Autre projet de Conor Knowles, j'ai adoré son premier EP, lequel avait d'ailleurs fait une apparition sur ce blog. J'ai croisé les doigts toute l'année en espérant une sortie en 12" qui aurait fière allure. Je suis bon pour attendre encore un peu on dirait. Psychic Guilt a sorti (enfin...) un autre EP à l'automne, qui attend aussi une édition physique pour qu'on puisse écouter autre chose que du son compressé.



14 - Soft Kill ‎– Savior (Profound Lore)


Pas très original de retrouver un disque de Soft Kill dans une liste P&C, même si celui-ci n'est pas dans mes "tous favoris" de l'année. Les moments glorieux sont à mon goût un peu moins nombreux que sur les disques précédents. L'album fond tranquillement à l'écoute, il aura sa place dans la discothèque, mais je suis persuadé que je jouerai d'autres disques de Soft Kill avant celui-ci. Ça reste tout confort.


15 - The Column ‎– Oracle (Funeral Party)


Très bel OVNI proposé par Funeral Party, inégal certes, il contient des morceaux dantesques dont on avait parlé cet été. A sa juste place dans cette liste, j'espère entendre un autre album de The Column l'an prochain. Grand espoir du post-punk.



16 - Valuemart ‎– Homegrown Vandal (Different Humans)



Autre grand espoir du post-punk, auteur d'un album autoproduit délivré uniquement en CD, Valuemart varie les plaisirs dans une vaste plaine allant de la darkwave au death rock. Pas du tout éloigné du registre de Rhume Carabiné. Sorti dans un certain anonymat, j'ai eu la chance de pouvoir croiser sa route et d'attraper aussitôt un disque. Seras-tu assez rapide ?



17 - Arse ‎– Primitive Species (Grupo, Erste Theke Tonträger)


Le mauvais garçon de la liste, le morveux qui fait rien comme il faudrait. Si Hank Wood était australien, il ferait partie de ces espèces primitives. Le disque est paru originellement en 2017, mais la sortie vinyle a attendu cette année... S'il te faut du sang frais, bois-le maintenant.



18 - Product KF ‎– Product KF (DIY)


Une production made in Chicago dont je ne sais foutre rien, à part que ça me plait. La lignée post-punk est pure, c'est sûrement des elfes ou un truc du genre. Le son de la démo respire l'authentique, le passionné resté perché en 1981. En quatre titres la messe est dite. En avant l'album maintenant.

DONNÉES FOURNIES:
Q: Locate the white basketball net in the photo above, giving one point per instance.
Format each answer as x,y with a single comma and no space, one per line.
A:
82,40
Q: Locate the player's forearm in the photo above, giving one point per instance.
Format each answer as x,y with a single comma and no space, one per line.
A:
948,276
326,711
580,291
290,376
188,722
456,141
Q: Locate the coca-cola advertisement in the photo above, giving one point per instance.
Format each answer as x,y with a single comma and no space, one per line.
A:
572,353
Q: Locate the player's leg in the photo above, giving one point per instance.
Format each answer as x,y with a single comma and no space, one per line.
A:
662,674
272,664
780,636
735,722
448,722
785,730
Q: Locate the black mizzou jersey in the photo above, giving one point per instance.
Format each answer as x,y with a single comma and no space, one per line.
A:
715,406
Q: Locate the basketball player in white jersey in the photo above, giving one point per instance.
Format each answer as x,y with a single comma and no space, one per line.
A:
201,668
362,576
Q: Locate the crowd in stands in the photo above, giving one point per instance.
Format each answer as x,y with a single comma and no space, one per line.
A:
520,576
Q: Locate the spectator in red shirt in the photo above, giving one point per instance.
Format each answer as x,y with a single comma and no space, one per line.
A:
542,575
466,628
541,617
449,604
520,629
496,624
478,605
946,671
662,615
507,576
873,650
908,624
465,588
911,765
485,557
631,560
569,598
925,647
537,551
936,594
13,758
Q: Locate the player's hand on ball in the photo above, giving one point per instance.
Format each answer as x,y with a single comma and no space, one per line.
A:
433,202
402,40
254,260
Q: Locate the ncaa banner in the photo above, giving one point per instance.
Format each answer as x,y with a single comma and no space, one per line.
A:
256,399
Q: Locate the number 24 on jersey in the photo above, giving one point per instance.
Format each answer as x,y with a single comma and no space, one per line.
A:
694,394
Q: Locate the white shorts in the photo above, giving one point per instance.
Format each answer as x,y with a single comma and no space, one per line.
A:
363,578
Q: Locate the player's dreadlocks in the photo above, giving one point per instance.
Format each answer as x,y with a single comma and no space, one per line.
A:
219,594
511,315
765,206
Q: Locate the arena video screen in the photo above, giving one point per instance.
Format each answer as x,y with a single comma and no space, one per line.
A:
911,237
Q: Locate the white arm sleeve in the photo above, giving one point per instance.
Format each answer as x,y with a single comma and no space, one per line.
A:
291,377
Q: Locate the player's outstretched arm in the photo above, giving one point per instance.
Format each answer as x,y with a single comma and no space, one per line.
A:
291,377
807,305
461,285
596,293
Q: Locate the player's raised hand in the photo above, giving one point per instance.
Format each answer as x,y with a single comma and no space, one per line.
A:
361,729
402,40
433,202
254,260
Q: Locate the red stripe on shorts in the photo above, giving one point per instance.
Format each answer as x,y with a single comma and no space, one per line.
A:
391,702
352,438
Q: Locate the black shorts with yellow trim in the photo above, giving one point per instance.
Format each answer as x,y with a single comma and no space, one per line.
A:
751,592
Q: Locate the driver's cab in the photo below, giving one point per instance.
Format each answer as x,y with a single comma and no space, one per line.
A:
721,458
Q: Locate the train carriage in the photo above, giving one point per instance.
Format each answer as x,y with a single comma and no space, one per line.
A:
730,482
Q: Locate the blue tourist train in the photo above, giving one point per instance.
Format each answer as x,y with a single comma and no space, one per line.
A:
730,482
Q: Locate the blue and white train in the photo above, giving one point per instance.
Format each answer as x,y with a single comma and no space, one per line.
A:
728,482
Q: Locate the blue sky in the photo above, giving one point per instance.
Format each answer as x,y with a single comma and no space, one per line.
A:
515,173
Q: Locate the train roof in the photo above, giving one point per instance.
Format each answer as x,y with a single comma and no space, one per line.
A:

TÂCHES À RÉALISER:
(a) Citez, dans l'extrait, le passage qui s'ouvre sur les mots contenant « Autre grand espoir » et se referme sur « frais, bois-le maintenant. ».
(b) Pour chacune des affirmations suivantes, indiquez par oui ou par non si elle concorde avec l'extrait, en citant les mots décisifs : (i) l'album de Valuemart a été diffusé uniquement en CD ; (ii) le disque d'Arse est paru à l'origine cette année ; (iii) la démo de Product KF est une production de Chicago.

RÉPONSES PAR TÂCHE:
(a)
Autre grand espoir du post-punk, auteur d'un album autoproduit délivré uniquement en CD, Valuemart varie les plaisirs dans une vaste plaine allant de la darkwave au death rock. Pas du tout éloigné du registre de Rhume Carabiné. Sorti dans un certain anonymat, j'ai eu la chance de pouvoir croiser sa route et d'attraper aussitôt un disque. Seras-tu assez rapide ?



17 - Arse ‎– Primitive Species (Grupo, Erste Theke Tonträger)


Le mauvais garçon de la liste, le morveux qui fait rien comme il faudrait. Si Hank Wood était australien, il ferait partie de ces espèces primitives. Le disque est paru originellement en 2017, mais la sortie vinyle a attendu cette année... S'il te faut du sang frais, bois-le maintenant.

(b)
(i) Oui : « auteur d'un album autoproduit délivré uniquement en CD ».
(ii) Non : « Le disque est paru originellement en 2017, mais la sortie vinyle a attendu cette année ».
(iii) Oui : « Une production made in Chicago ».